§ GOAL:
Render all of the data below as a numbered list with one line per item, omitting the blank lines.

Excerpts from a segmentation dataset
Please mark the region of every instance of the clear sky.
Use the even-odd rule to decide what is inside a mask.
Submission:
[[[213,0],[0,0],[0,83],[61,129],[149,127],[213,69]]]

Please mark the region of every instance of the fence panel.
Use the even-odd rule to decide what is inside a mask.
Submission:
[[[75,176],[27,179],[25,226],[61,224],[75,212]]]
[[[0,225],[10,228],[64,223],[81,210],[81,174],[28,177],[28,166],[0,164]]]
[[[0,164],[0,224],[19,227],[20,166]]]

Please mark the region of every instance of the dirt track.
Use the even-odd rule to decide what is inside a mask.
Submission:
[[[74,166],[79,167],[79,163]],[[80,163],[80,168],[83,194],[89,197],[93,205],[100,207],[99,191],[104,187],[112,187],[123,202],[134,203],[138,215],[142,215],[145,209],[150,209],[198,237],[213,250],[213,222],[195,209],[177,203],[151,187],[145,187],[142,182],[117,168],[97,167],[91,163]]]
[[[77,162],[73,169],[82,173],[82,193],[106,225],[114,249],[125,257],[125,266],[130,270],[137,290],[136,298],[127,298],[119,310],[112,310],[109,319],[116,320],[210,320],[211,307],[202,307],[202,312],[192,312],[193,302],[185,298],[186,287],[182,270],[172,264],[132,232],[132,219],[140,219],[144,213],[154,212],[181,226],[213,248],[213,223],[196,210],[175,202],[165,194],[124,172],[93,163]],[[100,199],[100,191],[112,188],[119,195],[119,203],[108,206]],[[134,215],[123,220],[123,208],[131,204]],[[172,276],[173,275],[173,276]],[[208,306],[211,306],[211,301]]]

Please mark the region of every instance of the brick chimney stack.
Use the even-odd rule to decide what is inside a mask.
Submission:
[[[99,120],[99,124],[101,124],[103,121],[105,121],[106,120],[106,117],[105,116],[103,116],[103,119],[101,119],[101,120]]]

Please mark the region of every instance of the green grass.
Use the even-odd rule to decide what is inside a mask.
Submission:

§ OUTPUT BELOW:
1. Please mark the region of every instance of the clear sky.
2. Use the even-odd rule to decide what is inside a mask.
3. Submission:
4. [[[213,0],[0,0],[0,83],[61,129],[149,127],[213,69]]]
5. Please mark the region of every instance of the fence panel.
6. Use the even-odd rule to decide what is inside a mask.
7. Submission:
8. [[[75,176],[27,179],[25,226],[61,224],[75,212]]]
9. [[[0,225],[10,228],[64,223],[81,210],[81,174],[28,177],[28,166],[0,164]]]
10. [[[0,164],[0,224],[19,227],[20,166]]]
11. Please mark the region of every instance of the dirt track.
12. Use the even-odd rule to decide what is inside a mask.
13. Submission:
14. [[[74,166],[79,167],[79,163]],[[80,163],[80,168],[83,194],[89,197],[93,205],[100,207],[99,191],[104,187],[112,187],[123,202],[134,203],[138,215],[142,215],[145,209],[150,209],[198,237],[213,250],[213,222],[195,209],[177,203],[151,187],[145,187],[142,182],[117,168],[97,167],[91,163]]]
15. [[[77,162],[73,169],[82,173],[82,193],[106,225],[114,249],[125,257],[125,266],[130,270],[137,290],[136,298],[127,298],[119,310],[112,310],[109,319],[116,320],[210,320],[211,307],[202,307],[202,312],[192,312],[193,302],[185,298],[186,287],[182,270],[172,264],[132,232],[132,219],[140,219],[144,213],[154,212],[181,226],[213,248],[213,223],[196,210],[175,202],[165,194],[124,172],[93,163]],[[100,199],[100,191],[112,188],[119,195],[119,203],[108,206]],[[134,215],[123,220],[123,208],[131,204]],[[172,276],[173,275],[173,276]],[[208,306],[211,306],[211,301]]]
16. Please mark the region of every instance of the brick chimney stack.
17. Use the even-odd rule to decide what is inside a mask.
18. Submission:
19. [[[99,120],[99,124],[101,124],[103,121],[105,121],[106,120],[106,117],[105,116],[103,116],[103,119],[101,119],[101,120]]]
20. Please mark the region of every instance of the green grass.
21. Use the even-odd rule to decide what is inside a mask.
22. Submission:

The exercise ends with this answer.